* [Data excerpts]:
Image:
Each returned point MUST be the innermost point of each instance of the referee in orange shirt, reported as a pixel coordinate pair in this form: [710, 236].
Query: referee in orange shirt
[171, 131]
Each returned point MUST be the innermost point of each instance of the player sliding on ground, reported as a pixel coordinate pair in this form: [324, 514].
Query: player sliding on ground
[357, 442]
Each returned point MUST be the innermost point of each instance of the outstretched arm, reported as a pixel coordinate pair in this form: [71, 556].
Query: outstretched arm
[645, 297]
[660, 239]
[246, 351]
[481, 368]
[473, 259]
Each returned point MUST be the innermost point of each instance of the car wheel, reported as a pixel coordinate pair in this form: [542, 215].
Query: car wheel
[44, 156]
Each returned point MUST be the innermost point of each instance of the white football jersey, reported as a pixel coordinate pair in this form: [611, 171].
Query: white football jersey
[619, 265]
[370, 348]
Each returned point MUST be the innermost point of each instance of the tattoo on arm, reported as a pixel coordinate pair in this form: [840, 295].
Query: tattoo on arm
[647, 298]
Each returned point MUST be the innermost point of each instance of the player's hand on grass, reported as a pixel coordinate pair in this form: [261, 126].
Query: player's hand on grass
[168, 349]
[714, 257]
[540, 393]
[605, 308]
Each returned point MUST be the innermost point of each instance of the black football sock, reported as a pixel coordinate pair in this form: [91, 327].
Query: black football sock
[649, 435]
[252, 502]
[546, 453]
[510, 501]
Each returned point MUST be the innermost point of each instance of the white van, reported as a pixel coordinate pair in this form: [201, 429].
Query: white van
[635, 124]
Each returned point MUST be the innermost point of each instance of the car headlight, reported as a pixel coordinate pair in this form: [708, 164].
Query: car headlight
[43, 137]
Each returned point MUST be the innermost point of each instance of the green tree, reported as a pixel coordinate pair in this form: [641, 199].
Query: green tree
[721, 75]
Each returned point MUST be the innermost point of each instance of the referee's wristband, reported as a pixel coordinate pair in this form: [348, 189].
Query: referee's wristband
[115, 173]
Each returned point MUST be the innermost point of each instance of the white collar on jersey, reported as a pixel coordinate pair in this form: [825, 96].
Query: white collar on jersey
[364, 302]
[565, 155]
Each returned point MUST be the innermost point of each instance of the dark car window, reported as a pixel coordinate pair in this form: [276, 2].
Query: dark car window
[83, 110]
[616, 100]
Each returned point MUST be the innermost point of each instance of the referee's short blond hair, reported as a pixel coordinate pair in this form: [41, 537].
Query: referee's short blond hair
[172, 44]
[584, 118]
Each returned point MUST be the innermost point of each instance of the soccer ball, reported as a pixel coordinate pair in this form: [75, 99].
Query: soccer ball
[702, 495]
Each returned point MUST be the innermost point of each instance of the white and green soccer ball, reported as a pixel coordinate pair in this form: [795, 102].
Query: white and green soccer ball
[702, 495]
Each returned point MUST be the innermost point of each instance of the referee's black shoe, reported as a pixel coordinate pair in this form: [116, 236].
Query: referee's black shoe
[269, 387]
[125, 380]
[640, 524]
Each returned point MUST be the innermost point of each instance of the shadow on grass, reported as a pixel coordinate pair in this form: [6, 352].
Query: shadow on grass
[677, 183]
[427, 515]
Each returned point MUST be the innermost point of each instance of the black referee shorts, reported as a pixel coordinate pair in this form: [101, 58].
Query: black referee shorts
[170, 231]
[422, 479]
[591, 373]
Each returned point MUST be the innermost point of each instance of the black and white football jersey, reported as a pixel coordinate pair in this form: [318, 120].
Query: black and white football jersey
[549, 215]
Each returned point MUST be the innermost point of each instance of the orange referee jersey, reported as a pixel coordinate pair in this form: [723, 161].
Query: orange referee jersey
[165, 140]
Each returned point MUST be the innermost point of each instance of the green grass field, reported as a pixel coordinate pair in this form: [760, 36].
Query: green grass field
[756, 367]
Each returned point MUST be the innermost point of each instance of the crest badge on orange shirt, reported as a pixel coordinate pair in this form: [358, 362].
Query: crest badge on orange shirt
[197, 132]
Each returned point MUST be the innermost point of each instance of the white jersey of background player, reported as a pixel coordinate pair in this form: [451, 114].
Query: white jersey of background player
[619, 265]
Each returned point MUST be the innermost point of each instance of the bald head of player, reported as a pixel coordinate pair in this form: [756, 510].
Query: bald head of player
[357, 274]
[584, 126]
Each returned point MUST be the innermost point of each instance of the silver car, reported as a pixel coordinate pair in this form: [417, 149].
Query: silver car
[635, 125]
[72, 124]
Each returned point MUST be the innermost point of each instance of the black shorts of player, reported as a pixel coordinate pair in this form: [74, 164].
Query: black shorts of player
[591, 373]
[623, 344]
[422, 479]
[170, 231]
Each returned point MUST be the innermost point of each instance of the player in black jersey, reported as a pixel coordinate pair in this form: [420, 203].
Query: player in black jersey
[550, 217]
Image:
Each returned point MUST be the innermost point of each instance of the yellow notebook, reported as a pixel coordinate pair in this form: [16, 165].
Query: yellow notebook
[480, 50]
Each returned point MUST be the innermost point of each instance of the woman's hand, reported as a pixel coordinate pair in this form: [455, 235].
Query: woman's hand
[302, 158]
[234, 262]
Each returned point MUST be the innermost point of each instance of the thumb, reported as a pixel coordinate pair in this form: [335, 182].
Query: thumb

* [Short problem]: Reproduce all of the entries word for word.

* [Task output]:
Image:
Each returned point MUST be the innermost point of each instance of the referee in orange shirt, reported as a pixel coordinate pair in this form: [710, 236].
Query: referee in orange shirt
[171, 131]
Each returned point MUST be the innermost point of each instance of the player sliding on ground, reported as a pixel coordinate pair in this form: [324, 514].
Query: player sliding on ground
[357, 442]
Each returned point MUST be the innermost point of each instance of the outstretched arm, reported as a pixel coordinate pair in this form: [71, 556].
Query: outstretched arm
[645, 297]
[660, 239]
[246, 351]
[481, 368]
[473, 259]
Each returned point MUST be the innermost point of each instance of the car wheel, reported as a pixel coordinate pair in this form: [542, 215].
Query: car wheel
[44, 156]
Each returned point MUST be the innermost point of each instance of the white football jersey, reported as a pixel coordinate pair in this form: [611, 171].
Query: white football jersey
[619, 265]
[370, 348]
Each returned point MUST be the innermost point of each instance of the tattoo on arm, reported as a pixel coordinate pair in this form: [840, 295].
Query: tattoo on arm
[647, 298]
Each returned point MUST be the innermost point of each instance of the player's hand on grass, reported as a pixel coordinate pair in this form: [261, 126].
Query: player's hand on grass
[168, 349]
[714, 257]
[540, 393]
[605, 308]
Each returned point MUST be the innermost point of each instance of the black football sock, reported as a pixel coordinate pair in this form: [91, 327].
Query: black football sock
[649, 435]
[252, 502]
[546, 453]
[510, 501]
Each returned point MUST be the innermost point of each instance of the white van, reported as a pixel coordinate pair in this form: [201, 429].
Query: white van
[635, 124]
Each returned point MUST be the innermost point of each instance of the car headlight, reported as a pixel coordinate pair in this form: [708, 164].
Query: car headlight
[43, 137]
Each returned point MUST be the innermost point of each instance of the green tree, reported as a pixel coordinate pair in this form: [641, 199].
Query: green tree
[721, 75]
Each returned point MUST be the innermost point of each instance of the referee's wristband, reported as a pixel coordinate pair in this form: [348, 189].
Query: referee's wristband
[115, 173]
Each returned point MUST be the innermost point of each instance of the white collar on jersey, reported as a pixel coordinate pair in this form: [825, 96].
Query: white collar on jersey
[364, 302]
[565, 155]
Each returned point MUST be the innermost point of each instance of the dark car window, reported as a pixel coordinate pair in this form: [276, 2].
Query: dark car window
[83, 110]
[616, 100]
Each returned point MUST be the innermost point of each instance of the referee's short blond hair, reported as a pixel coordinate pair in this form: [41, 537].
Query: referee's short blond hair
[172, 44]
[584, 118]
Each returned point MUST be the innermost point of each instance of the soccer ball, reported as a pixel coordinate pair in this form: [75, 99].
Query: soccer ball
[702, 495]
Each returned point MUST be the innermost point of each instance of the white and green soccer ball, reported as a pixel coordinate pair in this form: [795, 102].
Query: white and green soccer ball
[702, 495]
Each returned point MUST be the innermost point of each instance of the referee's black shoe, reported as a pixel coordinate pair in this form: [116, 236].
Query: referee's black shoe
[269, 387]
[125, 380]
[640, 524]
Each returned point MUST be the innermost point of each instance of the shadow on grass, reported as a pixel coordinate pair in this form: [6, 352].
Query: shadow on grass
[677, 183]
[427, 515]
Each returned point MUST be the innermost point of each instance of the black referee shorts, reported as a pixel coordinate pair in this form: [101, 58].
Query: black referee shorts
[170, 231]
[422, 479]
[591, 373]
Each returned point MUST be the innermost point of each instance of the black and white football jersey, reported as a pixel coordinate pair in this form: [318, 120].
Query: black and white football jersey
[549, 215]
Each returned point MUST be the innermost point of each instance of the orange referee jersey, reported as a pixel coordinate pair in this form: [723, 161].
Query: orange referee jersey
[165, 140]
Each returned point MUST be the innermost point of each instance of the green grass field, reported as a pixel coordinate pair in this form: [760, 36].
Query: green grass field
[756, 367]
Each returned point MUST be the innermost point of each instance of the crest badge on orange shirt, reported as a pixel coordinate pair in this form: [358, 362].
Query: crest badge on orange shirt
[197, 132]
Each returned point MUST be the innermost point of each instance of the white jersey of background player, reported as a pixel coordinate pair in this form: [451, 114].
Query: white jersey of background player
[619, 265]
Each returned point MUST be the innermost point of each instance of the bald head of player, reported as a pixel coordinate pair in this form: [756, 510].
Query: bald head of player
[357, 274]
[584, 126]
Each returned point MUST be the innermost point of each instance of the silver car, reported as a pixel coordinate pair in this form: [417, 149].
Query: silver car
[635, 125]
[72, 124]
Each returned point MUST be the innermost point of each instance of the black shorts of player, reported as a pixel coordinate pair in this form: [74, 164].
Query: black shorts of player
[591, 373]
[623, 344]
[422, 479]
[170, 231]
Each returned point MUST be the innermost point of each instance of the player in black jersey, reported as a pixel coordinate pair in this form: [420, 203].
Query: player in black jersey
[550, 217]
Image:
Each returned point MUST be the innermost point of each instance of the yellow notebook, reported as a pixel coordinate pair in this form: [16, 165].
Query: yellow notebook
[480, 50]
Each returned point MUST be the innermost point of each instance of the woman's hand, reported as a pixel coordinate pair in this form: [455, 235].
Query: woman's hand
[302, 158]
[234, 262]
Each returned point MUST be the innermost point of each instance of the thumb, reported as a pixel coordinate pair in this form: [335, 182].
Query: thumb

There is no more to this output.